=== TRY IT ===
Skip the images and repeat every entry word for word.

Stored dataset items
* * *
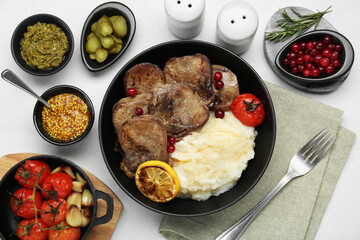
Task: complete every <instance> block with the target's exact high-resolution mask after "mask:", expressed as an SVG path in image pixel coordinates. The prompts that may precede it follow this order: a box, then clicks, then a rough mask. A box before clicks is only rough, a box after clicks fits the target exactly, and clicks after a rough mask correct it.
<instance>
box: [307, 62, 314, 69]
mask: <svg viewBox="0 0 360 240" xmlns="http://www.w3.org/2000/svg"><path fill="white" fill-rule="evenodd" d="M305 67H306V68H307V69H312V68H313V67H314V65H312V63H307V64H305Z"/></svg>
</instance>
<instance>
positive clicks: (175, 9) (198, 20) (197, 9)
mask: <svg viewBox="0 0 360 240" xmlns="http://www.w3.org/2000/svg"><path fill="white" fill-rule="evenodd" d="M164 6H165V12H166V20H167V25H168V28H169V30H170V32H171V33H172V34H174V35H175V36H177V37H179V38H182V39H190V38H193V37H195V36H196V35H198V34H199V33H200V31H201V29H202V27H203V22H204V9H205V0H164Z"/></svg>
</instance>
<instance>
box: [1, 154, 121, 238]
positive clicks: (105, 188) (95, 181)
mask: <svg viewBox="0 0 360 240" xmlns="http://www.w3.org/2000/svg"><path fill="white" fill-rule="evenodd" d="M35 155H41V154H35V153H15V154H8V155H5V156H3V157H1V158H0V178H2V177H3V176H4V175H5V173H6V172H7V171H8V170H9V169H10V168H11V167H12V166H14V165H15V164H16V163H18V162H19V161H21V160H23V159H25V158H29V157H32V156H35ZM84 171H85V172H86V174H87V175H88V176H89V178H90V180H91V182H92V183H93V185H94V187H95V188H96V189H97V190H100V191H103V192H106V193H108V194H110V195H111V196H112V197H113V199H114V213H113V218H112V219H111V220H110V221H109V222H108V223H106V224H102V225H98V226H95V227H94V228H93V229H92V230H91V232H90V234H89V235H88V237H87V238H86V240H98V239H110V238H111V235H112V234H113V232H114V229H115V227H116V224H117V222H118V219H119V217H120V213H121V210H122V204H121V202H120V200H119V198H118V197H117V196H116V195H115V194H114V193H113V192H112V191H111V190H110V188H108V187H107V186H106V185H105V184H104V183H103V182H102V181H100V180H99V179H98V178H97V177H95V176H94V175H93V174H91V173H90V172H88V171H86V170H85V169H84ZM105 213H106V203H105V201H103V200H99V201H98V212H97V214H96V215H97V217H101V216H103V215H104V214H105Z"/></svg>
* * *
=== COMPLETED EXERCISE ===
Task: complete every <instance> block with the target's exact high-resolution mask after "mask:", expressed as an SVG path in image pixel coordinates. The prompts that may precede it follow this order: a box, then clicks, then a rough mask. A box before clicks is only rough, a box after clicks fits the target exactly, and clicks after a rough mask correct it.
<instance>
box: [307, 62, 314, 69]
mask: <svg viewBox="0 0 360 240" xmlns="http://www.w3.org/2000/svg"><path fill="white" fill-rule="evenodd" d="M305 67H306V68H307V69H312V68H313V67H314V65H312V63H307V64H305Z"/></svg>
</instance>
<instance>
positive clicks: (175, 9) (198, 20) (197, 9)
mask: <svg viewBox="0 0 360 240" xmlns="http://www.w3.org/2000/svg"><path fill="white" fill-rule="evenodd" d="M164 6H165V12H166V20H167V25H168V28H169V30H170V32H171V33H172V34H174V35H175V36H177V37H179V38H182V39H190V38H193V37H195V36H196V35H198V34H199V33H200V31H201V29H202V27H203V22H204V9H205V0H164Z"/></svg>
</instance>
<instance>
box: [1, 154, 121, 238]
positive clicks: (105, 188) (95, 181)
mask: <svg viewBox="0 0 360 240" xmlns="http://www.w3.org/2000/svg"><path fill="white" fill-rule="evenodd" d="M35 155H41V154H35V153H15V154H8V155H5V156H3V157H1V158H0V178H2V177H3V176H4V175H5V173H6V172H7V171H8V170H9V169H10V168H11V167H12V166H14V165H15V164H16V163H18V162H19V161H21V160H23V159H25V158H29V157H32V156H35ZM84 171H85V172H86V174H87V175H88V176H89V178H90V180H91V182H92V183H93V185H94V187H95V188H96V189H97V190H100V191H103V192H106V193H108V194H110V195H111V196H112V197H113V199H114V213H113V218H112V219H111V220H110V221H109V222H108V223H106V224H102V225H98V226H95V227H94V228H93V229H92V230H91V232H90V234H89V235H88V237H87V238H86V240H98V239H110V238H111V235H112V234H113V232H114V229H115V227H116V224H117V222H118V219H119V217H120V213H121V210H122V204H121V202H120V200H119V198H118V197H117V196H116V195H115V194H114V193H113V192H112V191H111V190H110V188H108V187H107V186H106V185H105V184H104V183H103V182H102V181H100V180H99V179H98V178H97V177H95V176H94V175H93V174H91V173H90V172H88V171H86V170H85V169H84ZM105 213H106V203H105V201H103V200H99V201H98V212H97V214H96V215H97V217H101V216H103V215H104V214H105Z"/></svg>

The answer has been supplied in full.